[Stored data]
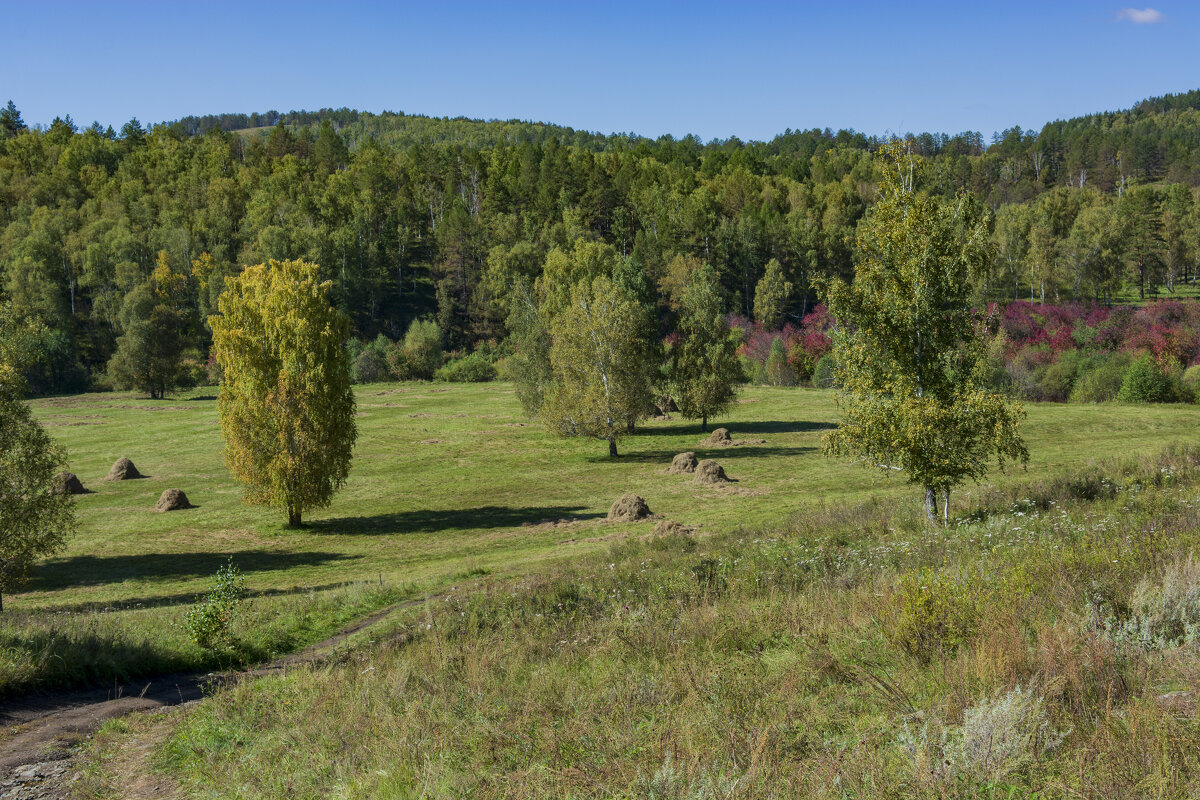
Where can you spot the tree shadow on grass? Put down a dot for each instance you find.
(179, 599)
(742, 428)
(99, 570)
(430, 521)
(719, 453)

◆ Description of the task ◆
Make an exact copy of the data, leaving its pictures out.

◆ Result of the task ◆
Where can you spot the tree shadow on grass? Put down a dot for each instance you find.
(179, 599)
(742, 428)
(99, 570)
(430, 521)
(719, 453)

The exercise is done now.